*** Block opens ***

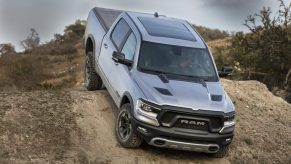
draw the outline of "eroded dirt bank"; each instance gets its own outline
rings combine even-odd
[[[291,163],[291,105],[256,81],[223,84],[237,108],[228,157],[119,146],[106,90],[0,93],[0,163]]]

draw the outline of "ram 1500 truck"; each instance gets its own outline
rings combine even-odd
[[[235,107],[193,26],[155,14],[93,8],[84,35],[85,87],[107,88],[119,107],[115,133],[125,148],[143,141],[223,157]]]

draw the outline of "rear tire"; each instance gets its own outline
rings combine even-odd
[[[121,107],[115,123],[115,135],[122,147],[138,148],[143,140],[132,127],[130,108],[130,104],[124,104]]]
[[[94,69],[93,52],[86,54],[84,82],[88,91],[99,90],[102,87],[102,79]]]
[[[217,153],[209,154],[213,158],[223,158],[228,154],[229,145],[226,146],[220,146]]]

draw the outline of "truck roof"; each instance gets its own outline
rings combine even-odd
[[[199,34],[185,20],[99,7],[94,8],[93,11],[106,31],[120,14],[126,14],[139,29],[145,41],[195,48],[206,47]]]

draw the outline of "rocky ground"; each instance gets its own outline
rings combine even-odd
[[[114,137],[117,108],[106,90],[0,93],[0,163],[291,163],[291,105],[256,81],[223,80],[237,112],[230,153],[146,144],[124,149]]]

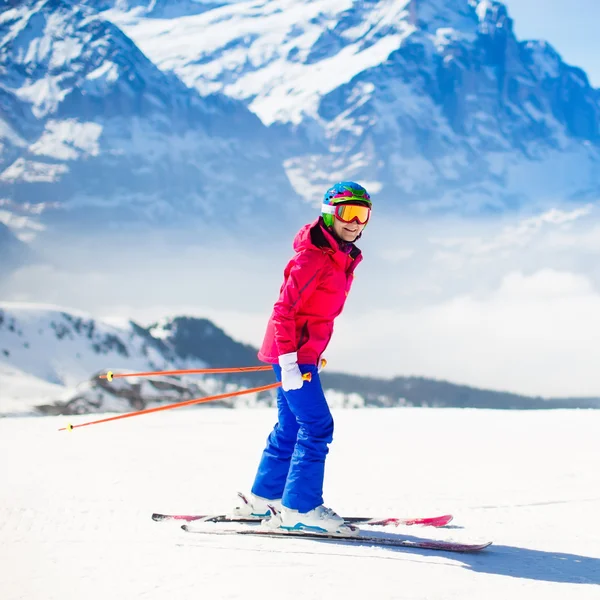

*** Block closes ***

◆ REQUIRED WORK ◆
I would like the data copied exactly as it stands, with no pictures included.

◆ EXERCISE RESPONSE ◆
draw the outline of "eroded dirt bank"; each instance gets its own outline
rings combine even-odd
[[[291,163],[291,105],[256,81],[223,84],[237,108],[228,157],[119,146],[106,90],[0,93],[0,163]]]

draw the outline of "ram 1500 truck"; each instance gets its own outline
rings combine even-odd
[[[235,107],[193,26],[155,14],[93,8],[84,35],[85,87],[107,88],[119,107],[115,133],[125,148],[143,141],[223,157]]]

draw the outline of "rear tire"; each instance gets its own outline
rings combine even-odd
[[[121,107],[115,123],[115,135],[122,147],[138,148],[143,140],[132,127],[130,108],[130,104],[124,104]]]
[[[94,69],[93,52],[86,54],[84,82],[88,91],[99,90],[102,87],[102,79]]]
[[[217,153],[209,154],[213,158],[223,158],[228,154],[229,145],[226,146],[220,146]]]

draw the outline of "truck roof"; each instance gets its own outline
rings combine even-odd
[[[199,34],[185,20],[99,7],[94,8],[93,11],[106,31],[120,14],[126,14],[139,29],[145,41],[195,48],[206,47]]]

draw the outline of "rocky ground"; each instance gets its own outline
rings combine even-odd
[[[114,137],[117,108],[106,90],[0,93],[0,163],[291,163],[291,105],[256,81],[223,80],[237,112],[230,153],[146,144],[124,149]]]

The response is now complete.